Data for analysis:
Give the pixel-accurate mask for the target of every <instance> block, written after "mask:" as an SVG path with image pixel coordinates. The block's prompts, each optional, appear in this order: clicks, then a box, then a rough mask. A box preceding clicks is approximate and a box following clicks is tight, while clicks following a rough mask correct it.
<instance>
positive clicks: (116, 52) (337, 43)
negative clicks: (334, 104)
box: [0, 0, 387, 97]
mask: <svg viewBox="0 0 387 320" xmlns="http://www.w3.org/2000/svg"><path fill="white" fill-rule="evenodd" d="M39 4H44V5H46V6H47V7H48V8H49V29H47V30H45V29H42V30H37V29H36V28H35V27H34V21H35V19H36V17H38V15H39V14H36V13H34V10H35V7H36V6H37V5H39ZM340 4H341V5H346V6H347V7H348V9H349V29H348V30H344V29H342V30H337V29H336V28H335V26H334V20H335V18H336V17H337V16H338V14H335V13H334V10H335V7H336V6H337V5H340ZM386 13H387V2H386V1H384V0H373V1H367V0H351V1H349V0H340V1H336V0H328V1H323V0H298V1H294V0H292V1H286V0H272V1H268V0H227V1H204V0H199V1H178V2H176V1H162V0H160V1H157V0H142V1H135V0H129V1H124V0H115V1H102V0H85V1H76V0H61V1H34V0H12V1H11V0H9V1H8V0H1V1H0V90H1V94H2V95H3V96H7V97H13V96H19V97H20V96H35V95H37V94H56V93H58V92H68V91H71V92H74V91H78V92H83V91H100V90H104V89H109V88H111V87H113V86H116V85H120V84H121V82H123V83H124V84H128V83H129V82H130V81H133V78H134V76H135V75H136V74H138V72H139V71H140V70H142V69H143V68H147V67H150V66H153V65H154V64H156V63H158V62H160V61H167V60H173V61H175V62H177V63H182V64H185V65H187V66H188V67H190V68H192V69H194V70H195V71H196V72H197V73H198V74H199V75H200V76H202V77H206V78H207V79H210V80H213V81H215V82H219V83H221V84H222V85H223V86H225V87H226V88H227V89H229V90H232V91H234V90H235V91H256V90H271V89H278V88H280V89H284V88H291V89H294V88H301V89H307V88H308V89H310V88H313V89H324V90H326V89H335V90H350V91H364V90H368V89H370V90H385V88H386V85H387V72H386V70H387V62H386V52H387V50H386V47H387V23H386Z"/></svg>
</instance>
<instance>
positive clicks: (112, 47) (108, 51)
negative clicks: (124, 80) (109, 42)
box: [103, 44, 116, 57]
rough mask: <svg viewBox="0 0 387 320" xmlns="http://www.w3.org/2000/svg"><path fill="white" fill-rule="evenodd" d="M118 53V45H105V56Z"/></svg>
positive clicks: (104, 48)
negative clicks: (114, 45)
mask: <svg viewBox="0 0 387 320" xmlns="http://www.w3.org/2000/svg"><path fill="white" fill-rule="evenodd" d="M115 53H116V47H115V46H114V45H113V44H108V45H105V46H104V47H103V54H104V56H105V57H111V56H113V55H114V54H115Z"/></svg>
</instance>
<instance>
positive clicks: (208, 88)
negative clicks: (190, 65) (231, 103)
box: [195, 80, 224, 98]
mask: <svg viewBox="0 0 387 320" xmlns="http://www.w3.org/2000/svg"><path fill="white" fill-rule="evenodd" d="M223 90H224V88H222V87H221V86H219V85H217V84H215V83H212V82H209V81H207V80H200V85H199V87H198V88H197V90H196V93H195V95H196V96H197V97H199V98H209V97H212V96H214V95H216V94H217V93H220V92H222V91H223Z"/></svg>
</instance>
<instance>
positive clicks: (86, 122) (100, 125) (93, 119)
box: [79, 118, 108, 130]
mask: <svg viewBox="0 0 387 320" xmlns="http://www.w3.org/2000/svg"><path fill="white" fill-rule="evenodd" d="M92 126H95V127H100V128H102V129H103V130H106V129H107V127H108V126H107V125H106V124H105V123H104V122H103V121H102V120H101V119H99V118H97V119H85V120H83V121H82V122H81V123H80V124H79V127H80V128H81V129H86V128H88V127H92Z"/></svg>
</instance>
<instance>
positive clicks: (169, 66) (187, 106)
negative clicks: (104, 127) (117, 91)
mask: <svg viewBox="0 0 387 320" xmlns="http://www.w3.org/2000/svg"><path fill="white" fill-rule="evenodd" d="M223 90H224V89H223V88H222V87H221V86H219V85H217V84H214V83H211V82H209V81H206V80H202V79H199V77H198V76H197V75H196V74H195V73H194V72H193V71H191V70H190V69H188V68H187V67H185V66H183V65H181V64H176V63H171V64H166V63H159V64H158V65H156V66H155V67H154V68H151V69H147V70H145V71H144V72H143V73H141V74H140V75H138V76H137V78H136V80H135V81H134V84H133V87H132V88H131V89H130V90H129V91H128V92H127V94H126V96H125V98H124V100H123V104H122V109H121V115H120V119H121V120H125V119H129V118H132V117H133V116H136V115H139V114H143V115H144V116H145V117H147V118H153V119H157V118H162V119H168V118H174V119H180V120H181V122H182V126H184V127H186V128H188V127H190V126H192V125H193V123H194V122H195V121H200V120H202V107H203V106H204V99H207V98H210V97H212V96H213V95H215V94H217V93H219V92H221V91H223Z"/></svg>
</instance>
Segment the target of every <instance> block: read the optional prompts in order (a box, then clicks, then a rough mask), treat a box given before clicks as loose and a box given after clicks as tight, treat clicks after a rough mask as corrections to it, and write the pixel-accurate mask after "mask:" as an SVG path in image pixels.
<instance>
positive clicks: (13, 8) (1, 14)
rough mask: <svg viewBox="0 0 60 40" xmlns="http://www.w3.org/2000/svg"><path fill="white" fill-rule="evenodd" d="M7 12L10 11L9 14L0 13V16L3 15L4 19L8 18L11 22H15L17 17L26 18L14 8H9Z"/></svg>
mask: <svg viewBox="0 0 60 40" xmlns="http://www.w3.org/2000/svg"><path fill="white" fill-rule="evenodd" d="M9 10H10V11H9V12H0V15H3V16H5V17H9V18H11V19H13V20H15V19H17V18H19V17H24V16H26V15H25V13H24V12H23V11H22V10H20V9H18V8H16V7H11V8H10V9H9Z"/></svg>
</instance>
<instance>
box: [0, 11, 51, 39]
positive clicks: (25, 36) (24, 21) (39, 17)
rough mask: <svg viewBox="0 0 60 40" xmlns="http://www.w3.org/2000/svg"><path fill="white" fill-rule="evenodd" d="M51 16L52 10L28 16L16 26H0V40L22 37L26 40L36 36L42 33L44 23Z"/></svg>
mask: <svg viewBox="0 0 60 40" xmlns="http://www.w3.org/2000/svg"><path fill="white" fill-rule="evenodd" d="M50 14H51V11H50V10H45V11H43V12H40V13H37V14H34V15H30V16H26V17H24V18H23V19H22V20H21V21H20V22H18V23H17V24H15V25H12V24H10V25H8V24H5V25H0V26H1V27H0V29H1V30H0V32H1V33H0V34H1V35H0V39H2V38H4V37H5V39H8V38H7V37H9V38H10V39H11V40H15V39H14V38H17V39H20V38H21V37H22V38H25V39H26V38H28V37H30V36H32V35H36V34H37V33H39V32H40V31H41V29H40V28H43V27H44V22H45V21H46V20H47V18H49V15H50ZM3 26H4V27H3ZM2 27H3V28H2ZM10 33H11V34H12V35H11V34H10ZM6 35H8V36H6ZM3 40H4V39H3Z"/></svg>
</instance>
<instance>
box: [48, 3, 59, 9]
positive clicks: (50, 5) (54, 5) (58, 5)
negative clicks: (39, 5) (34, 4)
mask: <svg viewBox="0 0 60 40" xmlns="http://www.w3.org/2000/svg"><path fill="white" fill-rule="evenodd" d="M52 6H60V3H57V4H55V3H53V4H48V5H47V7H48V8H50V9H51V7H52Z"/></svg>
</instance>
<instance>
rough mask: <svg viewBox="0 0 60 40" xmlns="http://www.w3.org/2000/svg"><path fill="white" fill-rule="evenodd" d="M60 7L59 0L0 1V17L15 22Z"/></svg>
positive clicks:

Task statement: Copy the lines that hold the word "positive". Take them from the records above.

Written answer:
positive clicks: (116, 52) (337, 43)
positive clicks: (112, 47) (108, 51)
positive clicks: (104, 48)
positive clicks: (208, 88)
positive clicks: (86, 122) (100, 125) (93, 119)
positive clicks: (169, 66) (187, 106)
positive clicks: (13, 8) (1, 14)
positive clicks: (25, 36) (24, 21) (39, 17)
positive clicks: (50, 5) (54, 5) (58, 5)
positive clicks:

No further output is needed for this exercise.